> [YOUR ASSIGNMENT]:
Copy the passage on blogging's influence word for word, starting at "Then something happens" and ending at "me a reprint.".

For many people the idea of starting a blog is to just get your thoughts “out there”. The hope would be that people would read those thoughts but that isn’t necessarily always the goal. Just having something to say, or maybe nothing of significance but still the drive to say it, is enough motivation.
Then something happens that changes your perception. You get comments. Feedback starts dribbling in. People react, both positively and negatively. Links start appearing praising or denouncing your opinions. At this point you recognise an important element of blogging; blogs have influence.
This influence is vitally important to keep in mind.
As a small example of this on my photography blog I had posted a review, perhaps an overly short and harsh review, of a photo printing service attached to an incredibly popular photo sharing site (you know the one). This morning I woke up to a message in my comments from a representative of the company offering me a reprint.

Region pointing data:

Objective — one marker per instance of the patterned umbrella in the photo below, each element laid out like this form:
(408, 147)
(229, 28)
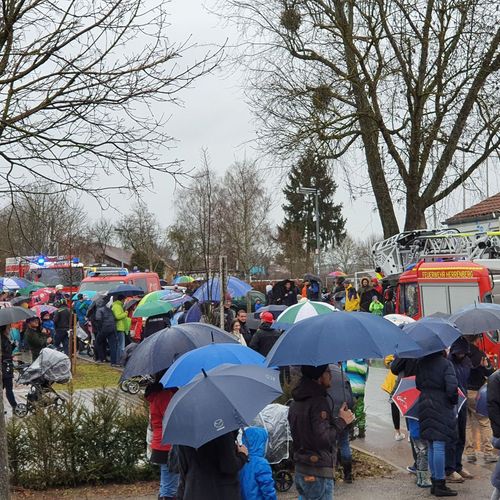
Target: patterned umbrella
(39, 309)
(406, 398)
(302, 310)
(183, 279)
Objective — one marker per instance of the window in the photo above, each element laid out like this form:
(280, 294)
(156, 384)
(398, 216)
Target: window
(410, 299)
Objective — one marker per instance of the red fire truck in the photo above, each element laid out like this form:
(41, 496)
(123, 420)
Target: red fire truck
(51, 271)
(444, 279)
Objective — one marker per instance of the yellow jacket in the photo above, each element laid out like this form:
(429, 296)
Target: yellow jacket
(352, 303)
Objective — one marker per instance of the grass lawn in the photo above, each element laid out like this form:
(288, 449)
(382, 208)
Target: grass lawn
(91, 375)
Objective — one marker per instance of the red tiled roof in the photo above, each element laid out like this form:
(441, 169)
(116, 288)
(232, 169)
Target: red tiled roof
(489, 206)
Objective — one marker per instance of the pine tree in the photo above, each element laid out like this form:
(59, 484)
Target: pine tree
(299, 222)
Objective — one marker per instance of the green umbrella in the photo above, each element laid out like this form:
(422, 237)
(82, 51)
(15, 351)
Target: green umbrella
(303, 310)
(153, 308)
(151, 297)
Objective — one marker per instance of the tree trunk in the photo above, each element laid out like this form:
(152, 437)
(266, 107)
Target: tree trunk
(415, 214)
(4, 457)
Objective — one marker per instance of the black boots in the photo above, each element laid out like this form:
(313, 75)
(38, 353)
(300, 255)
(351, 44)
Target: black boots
(439, 489)
(347, 466)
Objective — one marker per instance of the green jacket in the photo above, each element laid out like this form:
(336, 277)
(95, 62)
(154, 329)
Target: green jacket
(121, 316)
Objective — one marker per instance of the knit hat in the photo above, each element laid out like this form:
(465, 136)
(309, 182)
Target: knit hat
(313, 372)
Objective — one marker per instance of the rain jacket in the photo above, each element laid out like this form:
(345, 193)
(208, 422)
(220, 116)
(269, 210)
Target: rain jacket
(437, 382)
(314, 430)
(121, 316)
(256, 477)
(211, 472)
(351, 299)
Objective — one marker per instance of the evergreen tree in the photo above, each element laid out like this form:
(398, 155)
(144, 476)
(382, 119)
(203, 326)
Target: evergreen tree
(300, 222)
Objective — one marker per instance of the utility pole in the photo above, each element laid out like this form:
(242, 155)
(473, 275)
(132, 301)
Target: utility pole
(315, 192)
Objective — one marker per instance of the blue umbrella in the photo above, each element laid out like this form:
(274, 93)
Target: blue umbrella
(431, 335)
(210, 291)
(127, 290)
(191, 363)
(477, 318)
(329, 338)
(222, 400)
(160, 350)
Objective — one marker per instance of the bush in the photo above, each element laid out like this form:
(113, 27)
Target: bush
(79, 445)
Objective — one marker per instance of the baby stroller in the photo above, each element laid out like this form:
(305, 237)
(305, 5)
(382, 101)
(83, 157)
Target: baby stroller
(274, 418)
(50, 367)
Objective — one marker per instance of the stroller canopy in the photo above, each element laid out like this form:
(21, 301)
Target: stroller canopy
(50, 366)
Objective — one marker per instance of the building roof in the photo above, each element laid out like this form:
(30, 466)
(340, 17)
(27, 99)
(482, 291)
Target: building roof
(486, 209)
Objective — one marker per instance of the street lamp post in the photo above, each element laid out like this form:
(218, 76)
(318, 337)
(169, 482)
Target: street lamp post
(315, 192)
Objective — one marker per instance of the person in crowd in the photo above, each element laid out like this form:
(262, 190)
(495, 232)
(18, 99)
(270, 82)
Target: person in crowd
(493, 399)
(340, 392)
(59, 294)
(186, 306)
(389, 385)
(80, 308)
(211, 472)
(389, 302)
(48, 326)
(315, 432)
(34, 337)
(351, 297)
(7, 365)
(421, 454)
(437, 382)
(459, 356)
(236, 332)
(357, 373)
(241, 316)
(256, 477)
(105, 334)
(406, 367)
(266, 336)
(269, 295)
(155, 324)
(289, 297)
(478, 427)
(158, 398)
(366, 293)
(122, 323)
(62, 324)
(377, 288)
(376, 307)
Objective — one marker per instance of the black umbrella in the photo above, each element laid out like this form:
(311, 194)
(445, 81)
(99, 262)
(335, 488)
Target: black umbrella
(14, 314)
(160, 350)
(16, 301)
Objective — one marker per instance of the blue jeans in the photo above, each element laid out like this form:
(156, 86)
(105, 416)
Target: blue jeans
(113, 347)
(169, 481)
(319, 489)
(436, 451)
(345, 447)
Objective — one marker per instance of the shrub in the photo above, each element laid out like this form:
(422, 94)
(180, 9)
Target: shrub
(84, 444)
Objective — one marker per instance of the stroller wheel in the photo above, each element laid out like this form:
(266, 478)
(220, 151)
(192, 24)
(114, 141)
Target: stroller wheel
(283, 480)
(21, 410)
(133, 387)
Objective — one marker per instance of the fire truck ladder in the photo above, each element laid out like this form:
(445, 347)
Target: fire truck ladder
(396, 253)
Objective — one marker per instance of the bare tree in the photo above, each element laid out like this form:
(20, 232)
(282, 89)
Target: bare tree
(78, 83)
(415, 83)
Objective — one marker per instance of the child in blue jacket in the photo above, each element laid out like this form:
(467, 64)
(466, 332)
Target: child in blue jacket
(256, 477)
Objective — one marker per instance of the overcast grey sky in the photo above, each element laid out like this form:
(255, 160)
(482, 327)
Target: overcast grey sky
(215, 116)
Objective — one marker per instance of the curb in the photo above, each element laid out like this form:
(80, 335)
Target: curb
(378, 457)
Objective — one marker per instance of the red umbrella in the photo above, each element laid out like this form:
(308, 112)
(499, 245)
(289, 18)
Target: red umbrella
(406, 398)
(41, 296)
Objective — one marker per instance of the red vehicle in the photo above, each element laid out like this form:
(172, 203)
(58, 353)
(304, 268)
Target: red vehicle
(51, 271)
(432, 287)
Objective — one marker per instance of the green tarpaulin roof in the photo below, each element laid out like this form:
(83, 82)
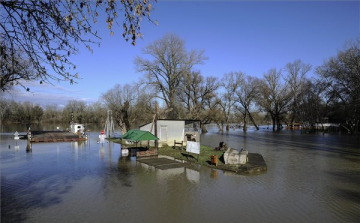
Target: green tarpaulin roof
(139, 135)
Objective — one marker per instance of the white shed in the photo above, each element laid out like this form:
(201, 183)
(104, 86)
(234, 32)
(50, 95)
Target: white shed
(170, 130)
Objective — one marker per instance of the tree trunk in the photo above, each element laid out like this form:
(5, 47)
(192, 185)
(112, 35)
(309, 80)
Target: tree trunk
(203, 129)
(252, 120)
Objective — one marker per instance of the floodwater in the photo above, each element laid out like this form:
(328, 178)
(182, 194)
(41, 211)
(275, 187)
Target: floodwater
(310, 178)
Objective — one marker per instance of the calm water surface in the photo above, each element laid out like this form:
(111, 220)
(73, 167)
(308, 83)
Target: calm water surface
(310, 178)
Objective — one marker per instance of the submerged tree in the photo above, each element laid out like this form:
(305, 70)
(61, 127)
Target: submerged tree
(170, 63)
(38, 35)
(274, 96)
(245, 96)
(118, 99)
(296, 78)
(198, 95)
(340, 77)
(230, 84)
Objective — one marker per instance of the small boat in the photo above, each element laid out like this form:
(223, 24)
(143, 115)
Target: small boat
(77, 128)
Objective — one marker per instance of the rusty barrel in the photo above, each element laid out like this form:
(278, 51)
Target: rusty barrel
(214, 160)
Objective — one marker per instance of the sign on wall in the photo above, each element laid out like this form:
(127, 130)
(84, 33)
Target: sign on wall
(193, 147)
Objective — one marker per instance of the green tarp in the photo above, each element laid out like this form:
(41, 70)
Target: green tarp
(139, 135)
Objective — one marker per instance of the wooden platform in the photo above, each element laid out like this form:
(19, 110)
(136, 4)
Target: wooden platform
(162, 163)
(255, 165)
(54, 136)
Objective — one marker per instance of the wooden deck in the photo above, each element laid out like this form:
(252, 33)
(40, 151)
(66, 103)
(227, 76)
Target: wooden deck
(54, 136)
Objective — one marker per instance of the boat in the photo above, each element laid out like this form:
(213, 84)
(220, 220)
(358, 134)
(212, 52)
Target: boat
(77, 128)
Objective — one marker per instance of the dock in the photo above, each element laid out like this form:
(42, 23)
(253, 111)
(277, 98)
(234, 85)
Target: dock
(163, 163)
(55, 136)
(256, 165)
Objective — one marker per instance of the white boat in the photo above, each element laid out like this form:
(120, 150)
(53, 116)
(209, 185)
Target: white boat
(77, 128)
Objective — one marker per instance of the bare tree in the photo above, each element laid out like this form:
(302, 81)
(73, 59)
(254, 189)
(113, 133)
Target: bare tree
(74, 111)
(296, 77)
(170, 62)
(196, 91)
(274, 96)
(340, 76)
(44, 33)
(245, 96)
(118, 99)
(230, 82)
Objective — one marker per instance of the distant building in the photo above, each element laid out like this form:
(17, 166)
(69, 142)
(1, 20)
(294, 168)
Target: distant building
(171, 130)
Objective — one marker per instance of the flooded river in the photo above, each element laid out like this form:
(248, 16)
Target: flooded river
(310, 178)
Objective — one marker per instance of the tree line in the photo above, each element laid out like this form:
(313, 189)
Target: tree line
(172, 88)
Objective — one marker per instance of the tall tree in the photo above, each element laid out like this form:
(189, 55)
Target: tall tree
(118, 99)
(74, 111)
(196, 91)
(230, 84)
(274, 96)
(170, 62)
(341, 77)
(296, 77)
(245, 96)
(37, 113)
(36, 35)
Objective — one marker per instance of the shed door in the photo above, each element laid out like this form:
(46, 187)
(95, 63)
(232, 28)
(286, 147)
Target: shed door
(163, 133)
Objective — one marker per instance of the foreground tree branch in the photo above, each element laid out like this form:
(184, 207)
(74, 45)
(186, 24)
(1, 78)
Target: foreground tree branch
(45, 34)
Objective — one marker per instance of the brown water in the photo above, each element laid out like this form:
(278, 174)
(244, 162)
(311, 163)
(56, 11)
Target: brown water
(310, 178)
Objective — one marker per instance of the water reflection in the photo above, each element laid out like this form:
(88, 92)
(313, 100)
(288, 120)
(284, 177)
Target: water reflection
(310, 178)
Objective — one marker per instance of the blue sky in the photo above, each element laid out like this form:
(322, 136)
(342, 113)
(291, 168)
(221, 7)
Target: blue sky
(252, 37)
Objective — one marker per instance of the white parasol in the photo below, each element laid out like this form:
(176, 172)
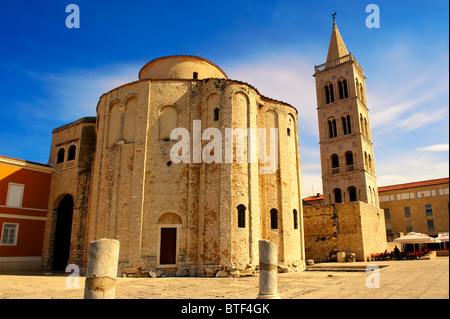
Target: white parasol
(416, 238)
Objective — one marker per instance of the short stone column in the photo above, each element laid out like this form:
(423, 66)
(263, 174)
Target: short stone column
(268, 270)
(102, 269)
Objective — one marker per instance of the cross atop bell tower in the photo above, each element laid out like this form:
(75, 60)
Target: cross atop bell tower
(346, 149)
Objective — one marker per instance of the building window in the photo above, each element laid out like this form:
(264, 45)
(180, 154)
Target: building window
(15, 195)
(408, 226)
(332, 128)
(71, 153)
(428, 210)
(343, 91)
(329, 93)
(295, 215)
(349, 161)
(387, 213)
(430, 224)
(334, 164)
(216, 114)
(352, 194)
(407, 211)
(388, 228)
(349, 125)
(241, 216)
(344, 125)
(168, 121)
(273, 218)
(60, 157)
(9, 234)
(337, 196)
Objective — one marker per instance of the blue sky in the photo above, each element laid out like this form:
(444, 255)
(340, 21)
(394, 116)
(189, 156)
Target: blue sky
(52, 75)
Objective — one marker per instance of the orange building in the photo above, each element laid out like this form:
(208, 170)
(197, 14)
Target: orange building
(24, 193)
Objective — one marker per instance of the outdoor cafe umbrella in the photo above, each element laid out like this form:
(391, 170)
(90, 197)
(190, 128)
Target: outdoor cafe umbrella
(443, 237)
(416, 238)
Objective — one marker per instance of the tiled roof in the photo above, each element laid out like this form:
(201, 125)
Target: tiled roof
(395, 187)
(414, 184)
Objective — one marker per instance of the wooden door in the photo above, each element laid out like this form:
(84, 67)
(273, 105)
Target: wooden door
(168, 247)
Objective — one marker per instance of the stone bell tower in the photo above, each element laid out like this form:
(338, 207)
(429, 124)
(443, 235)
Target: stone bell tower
(346, 148)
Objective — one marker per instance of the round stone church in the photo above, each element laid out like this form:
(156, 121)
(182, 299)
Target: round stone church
(119, 175)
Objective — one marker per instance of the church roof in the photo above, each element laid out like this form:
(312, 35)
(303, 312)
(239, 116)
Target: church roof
(337, 47)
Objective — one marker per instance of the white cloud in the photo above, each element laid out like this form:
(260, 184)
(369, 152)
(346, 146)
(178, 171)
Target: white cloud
(284, 77)
(435, 148)
(74, 93)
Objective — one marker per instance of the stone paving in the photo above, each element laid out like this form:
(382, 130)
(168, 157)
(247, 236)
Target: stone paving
(407, 279)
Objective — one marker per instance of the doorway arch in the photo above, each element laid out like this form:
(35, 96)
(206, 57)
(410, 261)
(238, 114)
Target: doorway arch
(63, 230)
(168, 240)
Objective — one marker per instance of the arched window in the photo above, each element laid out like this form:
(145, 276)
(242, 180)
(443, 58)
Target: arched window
(352, 194)
(216, 114)
(334, 164)
(361, 92)
(329, 93)
(344, 125)
(361, 123)
(60, 157)
(357, 87)
(343, 90)
(273, 218)
(241, 216)
(332, 128)
(295, 216)
(71, 153)
(167, 122)
(349, 125)
(349, 161)
(366, 128)
(337, 195)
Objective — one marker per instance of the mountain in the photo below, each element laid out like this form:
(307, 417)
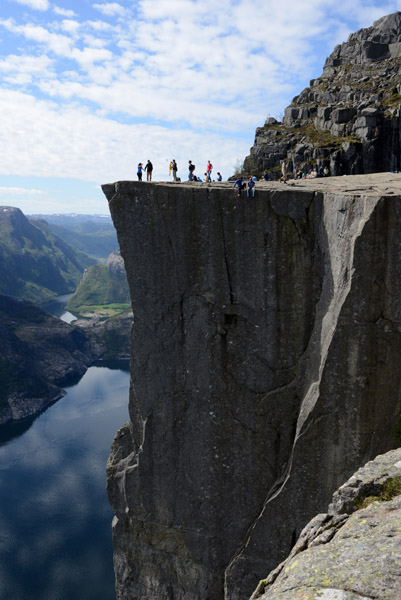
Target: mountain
(101, 286)
(39, 354)
(35, 264)
(92, 234)
(348, 119)
(265, 371)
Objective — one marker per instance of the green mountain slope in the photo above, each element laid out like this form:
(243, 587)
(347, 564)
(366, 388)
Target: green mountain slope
(39, 354)
(35, 264)
(91, 234)
(102, 285)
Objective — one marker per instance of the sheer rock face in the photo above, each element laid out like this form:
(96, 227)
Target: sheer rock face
(264, 372)
(349, 118)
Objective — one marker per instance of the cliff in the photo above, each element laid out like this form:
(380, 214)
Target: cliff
(348, 118)
(264, 372)
(353, 551)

> [RESPONSE TO THIS EXERCISE]:
Then something happens that changes your perception. You get comments. Feedback starts dribbling in. People react, both positively and negatively. Links start appearing praising or denouncing your opinions. At this point you recognise an important element of blogging; blogs have influence.
This influence is vitally important to keep in mind.
As a small example of this on my photography blog I had posted a review, perhaps an overly short and harsh review, of a photo printing service attached to an incredibly popular photo sharing site (you know the one). This morning I woke up to a message in my comments from a representative of the company offering me a reprint.